I recommend seeking an alternative. One good alternative is to look into fitness streaming services.

Streaming services allow you to stream hundreds of workouts like Insanity and p90x, right in your own home for around $10-20 a month. That’s $40-50 less a month than the average gym membership.

Of course, then there’s the free option. The internet is full of free workouts that you can do on your own with minimal or no equipment.

For example, there’s the Couch to 5K program, that I personally used a decade ago to ease myself from couch potato to running my first 5K race. If I could do it, anyone could.

Then there are free resources like reddit that have limitless information on workouts. The Fitness subreddit has done all the research for you, populating workout tips and detailed workout routines for anyone to use in their wiki.

There are several routines that require no equipment. And you can join in on the subreddit to become part of the community, making it easier for those seeking comraderie and encouragement in their fitness goals. All for free.

It’s baby steps… And baby steps can start now!

I’ve never met anyone that can’t stand to be a bit smarter with their money. And on the flip side, anyone can get smarter with their money. But remember, it doesn’t happen all at once.

Begin by fighting your impulses. Prepare for the week and be smart at the store. And cut monthly expenses like gym memberships that are overpriced and you probably aren’t getting your money’s worth out of anyway.

The devil is in the details. And the details can change your lifestyle and prep you for a financially independent future.

▸ **Provided records**
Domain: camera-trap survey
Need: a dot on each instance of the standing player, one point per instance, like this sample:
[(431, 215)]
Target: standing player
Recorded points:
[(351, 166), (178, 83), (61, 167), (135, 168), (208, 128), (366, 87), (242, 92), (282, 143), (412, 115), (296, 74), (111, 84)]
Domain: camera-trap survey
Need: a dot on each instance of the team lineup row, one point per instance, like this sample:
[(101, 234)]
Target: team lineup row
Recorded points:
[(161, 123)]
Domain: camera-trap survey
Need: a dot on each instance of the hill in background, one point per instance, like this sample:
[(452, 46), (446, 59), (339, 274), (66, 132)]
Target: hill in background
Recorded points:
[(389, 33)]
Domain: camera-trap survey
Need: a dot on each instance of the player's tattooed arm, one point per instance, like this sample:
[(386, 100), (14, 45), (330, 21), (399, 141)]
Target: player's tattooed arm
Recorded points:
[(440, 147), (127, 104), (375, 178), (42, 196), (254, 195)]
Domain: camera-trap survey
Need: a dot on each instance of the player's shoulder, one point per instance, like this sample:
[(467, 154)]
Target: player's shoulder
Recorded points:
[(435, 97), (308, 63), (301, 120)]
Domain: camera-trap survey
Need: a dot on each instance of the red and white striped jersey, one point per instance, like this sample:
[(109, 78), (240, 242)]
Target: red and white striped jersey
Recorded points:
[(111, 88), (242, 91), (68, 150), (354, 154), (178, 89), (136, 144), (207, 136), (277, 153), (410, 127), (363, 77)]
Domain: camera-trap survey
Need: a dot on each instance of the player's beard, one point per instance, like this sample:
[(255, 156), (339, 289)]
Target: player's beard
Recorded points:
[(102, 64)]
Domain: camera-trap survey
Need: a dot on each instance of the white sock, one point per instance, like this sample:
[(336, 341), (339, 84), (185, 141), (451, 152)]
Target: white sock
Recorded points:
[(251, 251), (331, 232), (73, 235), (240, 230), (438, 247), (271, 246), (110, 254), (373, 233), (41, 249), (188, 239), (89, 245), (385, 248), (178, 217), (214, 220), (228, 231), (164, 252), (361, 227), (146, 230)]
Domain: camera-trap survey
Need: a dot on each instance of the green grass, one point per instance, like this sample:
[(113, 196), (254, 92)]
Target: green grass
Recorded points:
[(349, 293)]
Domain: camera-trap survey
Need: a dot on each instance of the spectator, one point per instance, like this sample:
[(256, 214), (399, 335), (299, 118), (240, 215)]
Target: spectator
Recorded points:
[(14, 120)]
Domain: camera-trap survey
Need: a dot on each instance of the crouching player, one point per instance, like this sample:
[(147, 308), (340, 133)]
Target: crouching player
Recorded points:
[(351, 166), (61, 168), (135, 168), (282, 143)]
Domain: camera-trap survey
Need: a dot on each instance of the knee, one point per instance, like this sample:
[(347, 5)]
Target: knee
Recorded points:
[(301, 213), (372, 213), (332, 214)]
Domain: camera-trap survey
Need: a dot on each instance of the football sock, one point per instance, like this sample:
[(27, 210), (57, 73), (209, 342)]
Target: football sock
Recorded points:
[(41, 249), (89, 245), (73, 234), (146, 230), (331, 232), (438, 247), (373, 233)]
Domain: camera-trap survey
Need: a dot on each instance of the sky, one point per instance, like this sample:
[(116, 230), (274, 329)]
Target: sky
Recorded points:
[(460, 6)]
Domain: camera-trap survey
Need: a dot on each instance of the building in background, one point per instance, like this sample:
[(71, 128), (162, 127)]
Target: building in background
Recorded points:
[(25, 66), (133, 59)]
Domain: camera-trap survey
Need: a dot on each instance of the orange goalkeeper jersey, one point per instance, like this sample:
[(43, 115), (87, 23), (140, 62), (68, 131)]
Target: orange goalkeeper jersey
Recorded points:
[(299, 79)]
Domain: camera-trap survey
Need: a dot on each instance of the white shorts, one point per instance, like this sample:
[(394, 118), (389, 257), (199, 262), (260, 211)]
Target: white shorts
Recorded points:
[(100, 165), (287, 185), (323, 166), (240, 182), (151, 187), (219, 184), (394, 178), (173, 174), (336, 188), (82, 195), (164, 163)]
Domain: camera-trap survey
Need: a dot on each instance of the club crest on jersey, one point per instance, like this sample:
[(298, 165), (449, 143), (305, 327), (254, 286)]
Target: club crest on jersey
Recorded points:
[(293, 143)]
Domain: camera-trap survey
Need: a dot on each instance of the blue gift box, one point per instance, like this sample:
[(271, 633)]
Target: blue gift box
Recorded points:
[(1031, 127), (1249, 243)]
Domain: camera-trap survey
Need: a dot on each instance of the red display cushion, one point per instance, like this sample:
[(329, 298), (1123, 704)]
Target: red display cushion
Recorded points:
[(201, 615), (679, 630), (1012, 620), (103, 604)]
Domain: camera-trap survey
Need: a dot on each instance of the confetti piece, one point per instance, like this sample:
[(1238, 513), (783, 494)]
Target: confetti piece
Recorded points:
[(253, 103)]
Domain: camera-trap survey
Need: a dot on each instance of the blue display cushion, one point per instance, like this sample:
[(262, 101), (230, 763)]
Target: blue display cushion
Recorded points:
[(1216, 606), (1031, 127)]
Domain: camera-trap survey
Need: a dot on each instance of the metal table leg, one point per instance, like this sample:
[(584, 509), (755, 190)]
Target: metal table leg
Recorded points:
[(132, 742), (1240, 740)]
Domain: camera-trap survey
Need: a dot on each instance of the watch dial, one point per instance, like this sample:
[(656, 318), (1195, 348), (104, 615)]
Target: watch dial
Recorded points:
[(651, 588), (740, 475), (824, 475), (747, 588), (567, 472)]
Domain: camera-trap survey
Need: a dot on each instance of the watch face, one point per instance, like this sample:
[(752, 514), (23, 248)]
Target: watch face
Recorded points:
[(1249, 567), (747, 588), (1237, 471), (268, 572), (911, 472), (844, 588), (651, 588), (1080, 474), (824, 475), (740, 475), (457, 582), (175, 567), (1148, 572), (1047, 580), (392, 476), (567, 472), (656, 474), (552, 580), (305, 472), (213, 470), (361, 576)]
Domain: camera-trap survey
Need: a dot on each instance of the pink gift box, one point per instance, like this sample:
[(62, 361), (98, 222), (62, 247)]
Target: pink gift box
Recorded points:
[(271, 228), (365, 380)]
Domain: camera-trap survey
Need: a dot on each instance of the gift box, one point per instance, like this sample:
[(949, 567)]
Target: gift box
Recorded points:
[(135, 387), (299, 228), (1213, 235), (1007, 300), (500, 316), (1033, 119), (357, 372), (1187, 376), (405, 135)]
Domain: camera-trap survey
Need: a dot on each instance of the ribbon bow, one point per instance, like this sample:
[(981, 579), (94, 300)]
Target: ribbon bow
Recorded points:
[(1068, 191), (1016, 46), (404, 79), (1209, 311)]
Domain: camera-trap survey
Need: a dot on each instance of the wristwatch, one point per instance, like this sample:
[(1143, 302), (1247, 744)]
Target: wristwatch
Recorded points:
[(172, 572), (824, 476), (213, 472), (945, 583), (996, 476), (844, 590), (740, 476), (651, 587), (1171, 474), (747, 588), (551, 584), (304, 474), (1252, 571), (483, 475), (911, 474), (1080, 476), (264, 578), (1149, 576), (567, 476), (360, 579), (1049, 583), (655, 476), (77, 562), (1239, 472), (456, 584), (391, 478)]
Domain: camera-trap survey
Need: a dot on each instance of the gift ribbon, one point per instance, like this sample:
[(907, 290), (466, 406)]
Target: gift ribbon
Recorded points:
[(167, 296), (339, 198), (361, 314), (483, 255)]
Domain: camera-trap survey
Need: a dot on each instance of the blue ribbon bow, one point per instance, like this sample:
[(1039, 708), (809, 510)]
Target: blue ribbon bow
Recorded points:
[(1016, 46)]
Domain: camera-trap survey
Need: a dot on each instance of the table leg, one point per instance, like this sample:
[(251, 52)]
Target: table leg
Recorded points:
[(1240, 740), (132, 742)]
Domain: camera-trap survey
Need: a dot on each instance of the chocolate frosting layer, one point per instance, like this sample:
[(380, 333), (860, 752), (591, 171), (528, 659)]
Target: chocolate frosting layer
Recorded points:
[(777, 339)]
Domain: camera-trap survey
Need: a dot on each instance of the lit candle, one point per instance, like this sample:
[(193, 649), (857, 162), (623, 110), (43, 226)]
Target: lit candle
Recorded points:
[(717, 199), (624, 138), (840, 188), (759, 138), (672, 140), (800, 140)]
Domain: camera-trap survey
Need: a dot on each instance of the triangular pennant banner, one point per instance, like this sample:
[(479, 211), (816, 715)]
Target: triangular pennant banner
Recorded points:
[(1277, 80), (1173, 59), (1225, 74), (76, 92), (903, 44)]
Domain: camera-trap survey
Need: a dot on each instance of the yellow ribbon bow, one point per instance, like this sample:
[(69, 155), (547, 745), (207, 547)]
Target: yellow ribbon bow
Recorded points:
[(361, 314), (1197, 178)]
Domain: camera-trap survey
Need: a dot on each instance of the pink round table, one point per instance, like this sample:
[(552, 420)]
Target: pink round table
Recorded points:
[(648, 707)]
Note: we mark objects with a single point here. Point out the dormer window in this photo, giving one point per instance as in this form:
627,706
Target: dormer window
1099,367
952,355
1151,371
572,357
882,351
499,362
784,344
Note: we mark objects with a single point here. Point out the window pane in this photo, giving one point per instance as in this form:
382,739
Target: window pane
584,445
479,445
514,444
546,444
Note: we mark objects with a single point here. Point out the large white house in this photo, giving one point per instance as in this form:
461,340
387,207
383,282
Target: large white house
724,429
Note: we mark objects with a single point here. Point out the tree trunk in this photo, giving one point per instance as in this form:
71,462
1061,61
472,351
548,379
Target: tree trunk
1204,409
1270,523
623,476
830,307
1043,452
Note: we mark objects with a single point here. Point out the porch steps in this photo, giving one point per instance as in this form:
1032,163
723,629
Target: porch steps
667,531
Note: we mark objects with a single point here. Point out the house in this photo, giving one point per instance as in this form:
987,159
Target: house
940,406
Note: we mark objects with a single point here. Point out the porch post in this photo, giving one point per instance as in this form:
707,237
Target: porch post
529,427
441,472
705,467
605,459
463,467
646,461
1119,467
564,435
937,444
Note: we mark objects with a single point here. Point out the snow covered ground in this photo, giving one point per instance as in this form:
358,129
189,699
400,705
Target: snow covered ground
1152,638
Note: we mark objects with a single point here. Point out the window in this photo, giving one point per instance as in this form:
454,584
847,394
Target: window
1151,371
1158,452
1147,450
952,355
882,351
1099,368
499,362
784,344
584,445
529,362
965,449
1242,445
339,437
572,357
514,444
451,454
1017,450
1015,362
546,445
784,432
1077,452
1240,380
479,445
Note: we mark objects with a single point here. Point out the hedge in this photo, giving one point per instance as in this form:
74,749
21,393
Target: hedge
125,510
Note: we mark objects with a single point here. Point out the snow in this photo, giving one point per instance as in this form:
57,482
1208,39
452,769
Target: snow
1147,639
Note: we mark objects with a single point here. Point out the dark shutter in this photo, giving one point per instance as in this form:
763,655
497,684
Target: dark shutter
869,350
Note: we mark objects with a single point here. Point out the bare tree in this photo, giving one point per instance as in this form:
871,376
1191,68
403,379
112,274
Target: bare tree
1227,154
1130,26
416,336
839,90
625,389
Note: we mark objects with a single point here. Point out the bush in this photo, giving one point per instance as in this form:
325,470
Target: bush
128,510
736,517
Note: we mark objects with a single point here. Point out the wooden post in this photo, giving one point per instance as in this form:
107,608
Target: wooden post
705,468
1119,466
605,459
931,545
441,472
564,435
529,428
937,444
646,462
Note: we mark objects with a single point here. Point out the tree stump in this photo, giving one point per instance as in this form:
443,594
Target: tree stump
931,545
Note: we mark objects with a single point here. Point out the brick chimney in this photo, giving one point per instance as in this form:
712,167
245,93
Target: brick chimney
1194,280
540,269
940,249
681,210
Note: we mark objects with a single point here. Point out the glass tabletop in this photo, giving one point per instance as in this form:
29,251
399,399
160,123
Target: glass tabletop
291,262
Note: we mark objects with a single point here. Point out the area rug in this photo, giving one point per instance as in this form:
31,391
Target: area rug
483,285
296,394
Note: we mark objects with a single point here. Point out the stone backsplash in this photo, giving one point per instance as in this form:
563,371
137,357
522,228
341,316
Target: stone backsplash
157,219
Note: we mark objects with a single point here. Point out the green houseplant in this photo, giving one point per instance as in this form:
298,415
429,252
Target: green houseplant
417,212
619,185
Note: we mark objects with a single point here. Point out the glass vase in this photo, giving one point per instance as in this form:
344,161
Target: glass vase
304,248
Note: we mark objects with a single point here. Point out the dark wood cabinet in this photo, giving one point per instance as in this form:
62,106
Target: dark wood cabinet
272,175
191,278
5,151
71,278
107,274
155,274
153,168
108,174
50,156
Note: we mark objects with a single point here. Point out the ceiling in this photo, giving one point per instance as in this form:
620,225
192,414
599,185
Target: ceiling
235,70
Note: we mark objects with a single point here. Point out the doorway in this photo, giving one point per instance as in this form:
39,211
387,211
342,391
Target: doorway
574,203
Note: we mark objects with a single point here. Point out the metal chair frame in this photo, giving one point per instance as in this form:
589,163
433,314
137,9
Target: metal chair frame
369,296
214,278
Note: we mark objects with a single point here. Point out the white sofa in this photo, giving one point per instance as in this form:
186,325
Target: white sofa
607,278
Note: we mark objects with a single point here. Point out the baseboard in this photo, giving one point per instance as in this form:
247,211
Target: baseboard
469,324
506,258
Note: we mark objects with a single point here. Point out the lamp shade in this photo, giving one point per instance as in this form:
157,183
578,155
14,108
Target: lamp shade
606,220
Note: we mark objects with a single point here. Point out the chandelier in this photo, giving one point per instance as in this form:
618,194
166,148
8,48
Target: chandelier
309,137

▸ **List of tasks**
• A. Answer these from the fitness money-saving text:
(i) What do streaming services cost each month?
(ii) Which program did the writer use a decade ago to go from couch potato to a first 5K race?
(iii) Which subreddit has tips and detailed workout routines in its wiki?
• B. Rewrite the fitness money-saving text starting with "There are several" and going on through "financially independent future.", renaming "details" as "small things" everywhere it occurs.

▸ **Answers below**
• A.
(i) Around $10-20 a month.
(ii) The Couch to 5K program.
(iii) The Fitness subreddit.

• B.
There are several routines that require no equipment. And you can join in on the subreddit to become part of the community, making it easier for those seeking comraderie and encouragement in their fitness goals. All for free.

It’s baby steps… And baby steps can start now!

I’ve never met anyone that can’t stand to be a bit smarter with their money. And on the flip side, anyone can get smarter with their money. But remember, it doesn’t happen all at once.

Begin by fighting your impulses. Prepare for the week and be smart at the store. And cut monthly expenses like gym memberships that are overpriced and you probably aren’t getting your money’s worth out of anyway.

The devil is in the small things. And the small things can change your lifestyle and prep you for a financially independent future.